Required work:
Count the lines in the items below that contain the string "construction". Give only the number.

Photo object-pointing records:
*-*-*
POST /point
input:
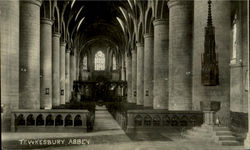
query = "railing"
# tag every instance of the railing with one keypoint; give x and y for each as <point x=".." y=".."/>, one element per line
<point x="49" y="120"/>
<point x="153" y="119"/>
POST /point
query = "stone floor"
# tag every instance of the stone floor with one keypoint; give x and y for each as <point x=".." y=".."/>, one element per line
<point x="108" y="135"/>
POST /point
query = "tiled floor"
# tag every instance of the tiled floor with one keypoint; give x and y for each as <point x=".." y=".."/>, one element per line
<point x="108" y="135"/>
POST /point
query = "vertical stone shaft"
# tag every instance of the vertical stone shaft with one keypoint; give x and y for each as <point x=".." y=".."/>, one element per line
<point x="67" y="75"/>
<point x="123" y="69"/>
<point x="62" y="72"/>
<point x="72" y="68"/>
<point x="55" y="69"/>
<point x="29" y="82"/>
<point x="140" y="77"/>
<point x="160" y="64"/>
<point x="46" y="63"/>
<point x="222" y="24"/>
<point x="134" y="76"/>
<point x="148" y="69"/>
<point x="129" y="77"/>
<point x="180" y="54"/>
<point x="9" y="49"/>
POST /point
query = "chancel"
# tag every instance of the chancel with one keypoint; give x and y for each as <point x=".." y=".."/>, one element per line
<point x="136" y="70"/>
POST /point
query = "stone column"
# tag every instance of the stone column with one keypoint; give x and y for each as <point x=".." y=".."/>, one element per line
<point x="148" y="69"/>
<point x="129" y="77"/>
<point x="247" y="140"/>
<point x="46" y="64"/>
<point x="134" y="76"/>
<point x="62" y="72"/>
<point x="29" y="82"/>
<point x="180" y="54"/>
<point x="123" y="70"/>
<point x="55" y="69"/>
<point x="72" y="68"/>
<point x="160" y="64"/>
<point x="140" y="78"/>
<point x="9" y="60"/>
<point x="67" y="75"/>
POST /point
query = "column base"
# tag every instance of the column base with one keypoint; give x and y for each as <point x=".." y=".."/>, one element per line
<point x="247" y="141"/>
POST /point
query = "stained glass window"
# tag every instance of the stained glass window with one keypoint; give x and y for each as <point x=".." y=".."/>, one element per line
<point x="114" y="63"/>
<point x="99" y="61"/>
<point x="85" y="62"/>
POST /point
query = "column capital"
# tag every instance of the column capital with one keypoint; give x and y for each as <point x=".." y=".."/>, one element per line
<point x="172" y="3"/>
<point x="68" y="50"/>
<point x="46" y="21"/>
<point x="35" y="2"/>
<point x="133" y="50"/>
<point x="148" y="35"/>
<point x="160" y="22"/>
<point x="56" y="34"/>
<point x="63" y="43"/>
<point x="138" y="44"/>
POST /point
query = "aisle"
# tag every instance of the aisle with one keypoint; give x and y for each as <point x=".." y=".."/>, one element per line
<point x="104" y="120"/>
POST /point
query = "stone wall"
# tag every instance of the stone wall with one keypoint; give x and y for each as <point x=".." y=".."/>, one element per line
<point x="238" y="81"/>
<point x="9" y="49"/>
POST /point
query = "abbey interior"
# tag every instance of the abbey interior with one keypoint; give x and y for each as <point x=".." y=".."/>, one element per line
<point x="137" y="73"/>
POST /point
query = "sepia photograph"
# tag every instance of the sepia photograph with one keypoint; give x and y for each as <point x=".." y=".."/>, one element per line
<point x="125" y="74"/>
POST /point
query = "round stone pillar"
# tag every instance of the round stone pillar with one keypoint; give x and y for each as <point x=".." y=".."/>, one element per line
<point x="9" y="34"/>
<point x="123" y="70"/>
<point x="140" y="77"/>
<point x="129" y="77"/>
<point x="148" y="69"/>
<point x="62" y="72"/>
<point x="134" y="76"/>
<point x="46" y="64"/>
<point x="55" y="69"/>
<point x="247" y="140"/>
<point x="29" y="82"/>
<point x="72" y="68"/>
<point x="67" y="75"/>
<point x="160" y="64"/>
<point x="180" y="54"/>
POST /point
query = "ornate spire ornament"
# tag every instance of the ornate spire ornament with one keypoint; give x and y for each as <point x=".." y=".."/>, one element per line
*-*-*
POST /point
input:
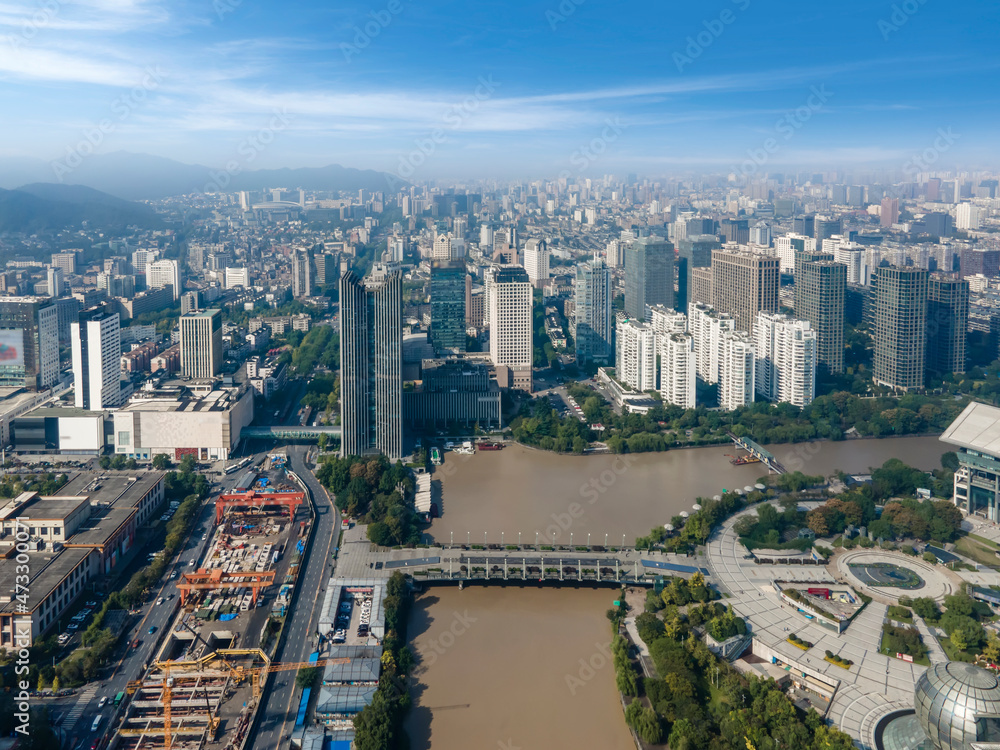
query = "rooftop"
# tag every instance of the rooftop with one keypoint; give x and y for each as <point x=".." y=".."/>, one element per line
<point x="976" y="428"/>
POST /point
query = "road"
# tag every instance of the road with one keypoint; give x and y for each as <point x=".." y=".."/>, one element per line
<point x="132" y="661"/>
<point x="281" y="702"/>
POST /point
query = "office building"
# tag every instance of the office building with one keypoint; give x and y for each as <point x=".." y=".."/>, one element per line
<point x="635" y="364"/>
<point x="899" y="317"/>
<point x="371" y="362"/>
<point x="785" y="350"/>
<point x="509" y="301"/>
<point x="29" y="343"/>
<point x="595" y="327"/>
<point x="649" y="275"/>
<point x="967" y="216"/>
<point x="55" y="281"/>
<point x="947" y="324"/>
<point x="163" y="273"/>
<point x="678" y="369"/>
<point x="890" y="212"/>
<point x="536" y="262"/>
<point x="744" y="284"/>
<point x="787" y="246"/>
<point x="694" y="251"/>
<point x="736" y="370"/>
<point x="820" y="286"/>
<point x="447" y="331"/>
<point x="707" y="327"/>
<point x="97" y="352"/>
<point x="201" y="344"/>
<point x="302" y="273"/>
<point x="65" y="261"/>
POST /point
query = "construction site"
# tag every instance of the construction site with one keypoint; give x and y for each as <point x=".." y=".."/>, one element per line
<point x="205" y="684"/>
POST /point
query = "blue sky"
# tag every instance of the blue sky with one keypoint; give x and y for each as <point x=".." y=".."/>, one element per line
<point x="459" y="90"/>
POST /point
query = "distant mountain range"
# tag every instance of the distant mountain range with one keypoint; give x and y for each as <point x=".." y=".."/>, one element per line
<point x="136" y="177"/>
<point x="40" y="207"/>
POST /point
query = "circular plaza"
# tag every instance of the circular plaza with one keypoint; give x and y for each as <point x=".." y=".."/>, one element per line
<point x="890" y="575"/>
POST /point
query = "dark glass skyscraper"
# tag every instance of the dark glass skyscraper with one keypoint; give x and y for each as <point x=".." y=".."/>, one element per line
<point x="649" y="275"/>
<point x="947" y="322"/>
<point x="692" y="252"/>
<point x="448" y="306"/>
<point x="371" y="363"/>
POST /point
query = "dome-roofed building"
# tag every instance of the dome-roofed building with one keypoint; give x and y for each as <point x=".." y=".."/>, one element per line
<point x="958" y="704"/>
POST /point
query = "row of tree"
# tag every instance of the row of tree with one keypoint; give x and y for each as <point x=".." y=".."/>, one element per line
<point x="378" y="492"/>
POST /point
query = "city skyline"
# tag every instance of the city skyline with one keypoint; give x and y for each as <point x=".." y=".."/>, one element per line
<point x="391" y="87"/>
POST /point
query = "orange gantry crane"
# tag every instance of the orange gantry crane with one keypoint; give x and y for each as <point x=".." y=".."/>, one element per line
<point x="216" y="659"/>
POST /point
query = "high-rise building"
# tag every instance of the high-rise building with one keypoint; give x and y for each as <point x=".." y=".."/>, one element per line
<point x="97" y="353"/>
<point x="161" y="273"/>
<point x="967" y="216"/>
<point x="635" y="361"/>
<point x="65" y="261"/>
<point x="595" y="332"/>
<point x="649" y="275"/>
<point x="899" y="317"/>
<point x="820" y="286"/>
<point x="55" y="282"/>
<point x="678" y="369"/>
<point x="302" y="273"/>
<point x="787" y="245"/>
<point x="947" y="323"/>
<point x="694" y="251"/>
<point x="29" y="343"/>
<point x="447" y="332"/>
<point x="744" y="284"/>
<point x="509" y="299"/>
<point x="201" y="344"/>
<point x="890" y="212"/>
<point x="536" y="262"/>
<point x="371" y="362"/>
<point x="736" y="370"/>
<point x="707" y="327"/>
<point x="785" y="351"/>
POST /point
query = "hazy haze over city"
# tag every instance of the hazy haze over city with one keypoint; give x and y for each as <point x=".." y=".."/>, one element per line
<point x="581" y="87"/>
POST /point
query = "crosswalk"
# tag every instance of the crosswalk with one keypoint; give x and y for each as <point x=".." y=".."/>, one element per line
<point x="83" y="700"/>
*-*-*
Finished exercise:
2